■ PROBLEM TO SOLVE
Copy the lines of the material below, from the line containing "</instance>" to the line containing "135L246 115L186 145L93", both included, without any change.

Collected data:

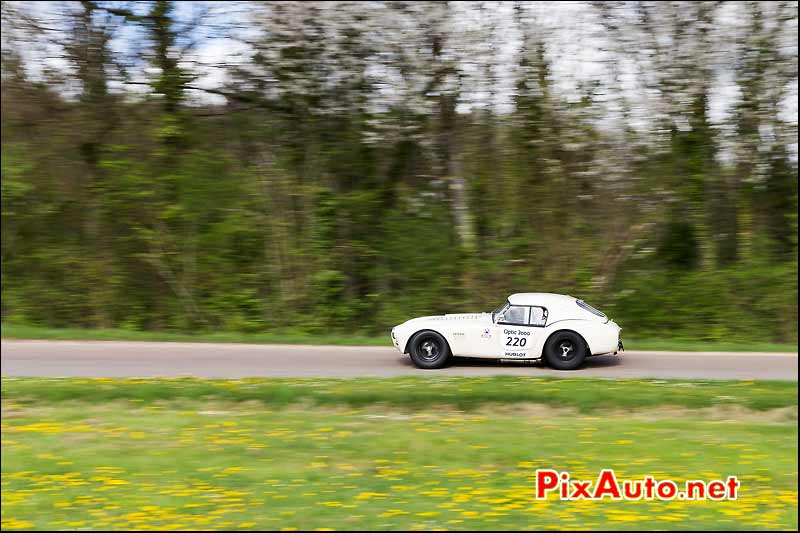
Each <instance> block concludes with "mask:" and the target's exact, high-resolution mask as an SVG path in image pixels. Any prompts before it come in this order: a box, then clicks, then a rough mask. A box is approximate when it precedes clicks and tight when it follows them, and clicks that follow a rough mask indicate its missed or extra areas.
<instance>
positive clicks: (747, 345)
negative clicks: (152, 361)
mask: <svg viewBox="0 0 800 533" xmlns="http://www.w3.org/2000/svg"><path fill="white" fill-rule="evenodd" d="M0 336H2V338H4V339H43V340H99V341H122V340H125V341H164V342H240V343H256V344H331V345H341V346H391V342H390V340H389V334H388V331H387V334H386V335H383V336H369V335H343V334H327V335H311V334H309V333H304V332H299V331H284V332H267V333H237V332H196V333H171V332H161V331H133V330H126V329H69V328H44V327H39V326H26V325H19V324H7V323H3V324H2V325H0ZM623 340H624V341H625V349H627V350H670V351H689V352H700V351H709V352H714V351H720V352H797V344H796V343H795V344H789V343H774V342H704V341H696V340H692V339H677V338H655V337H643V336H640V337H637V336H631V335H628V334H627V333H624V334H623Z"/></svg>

--

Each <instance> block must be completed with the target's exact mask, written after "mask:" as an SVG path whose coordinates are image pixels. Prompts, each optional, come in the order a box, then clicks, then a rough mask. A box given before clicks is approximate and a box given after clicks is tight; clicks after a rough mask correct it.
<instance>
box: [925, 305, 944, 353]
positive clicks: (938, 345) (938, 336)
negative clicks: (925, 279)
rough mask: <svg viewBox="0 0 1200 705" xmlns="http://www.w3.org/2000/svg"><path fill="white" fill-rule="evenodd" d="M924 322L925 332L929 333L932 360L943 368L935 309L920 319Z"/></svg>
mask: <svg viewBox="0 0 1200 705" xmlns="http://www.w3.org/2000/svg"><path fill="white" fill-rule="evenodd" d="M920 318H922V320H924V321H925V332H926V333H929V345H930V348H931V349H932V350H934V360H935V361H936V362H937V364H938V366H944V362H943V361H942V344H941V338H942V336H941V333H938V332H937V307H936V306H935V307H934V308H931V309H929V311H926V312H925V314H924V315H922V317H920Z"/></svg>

==

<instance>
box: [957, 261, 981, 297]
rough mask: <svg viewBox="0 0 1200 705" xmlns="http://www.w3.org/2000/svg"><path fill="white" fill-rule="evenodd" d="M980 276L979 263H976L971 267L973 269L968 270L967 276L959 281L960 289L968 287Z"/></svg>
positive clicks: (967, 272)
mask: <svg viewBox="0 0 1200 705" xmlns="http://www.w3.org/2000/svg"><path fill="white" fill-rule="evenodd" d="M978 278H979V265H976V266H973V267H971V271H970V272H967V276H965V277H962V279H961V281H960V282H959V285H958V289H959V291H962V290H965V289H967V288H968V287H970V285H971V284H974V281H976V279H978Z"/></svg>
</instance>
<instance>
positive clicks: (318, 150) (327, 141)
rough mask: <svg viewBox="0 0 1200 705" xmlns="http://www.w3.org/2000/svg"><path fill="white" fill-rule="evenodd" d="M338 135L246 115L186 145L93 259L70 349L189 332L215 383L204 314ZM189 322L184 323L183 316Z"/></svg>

■ RESPONSE FOR THIS EXERCISE
</instance>
<instance>
positive clicks: (318, 150) (327, 141)
rough mask: <svg viewBox="0 0 1200 705" xmlns="http://www.w3.org/2000/svg"><path fill="white" fill-rule="evenodd" d="M338 135L246 115L186 145L93 259L70 349L189 332L215 383L204 314ZM189 322L184 323L183 316Z"/></svg>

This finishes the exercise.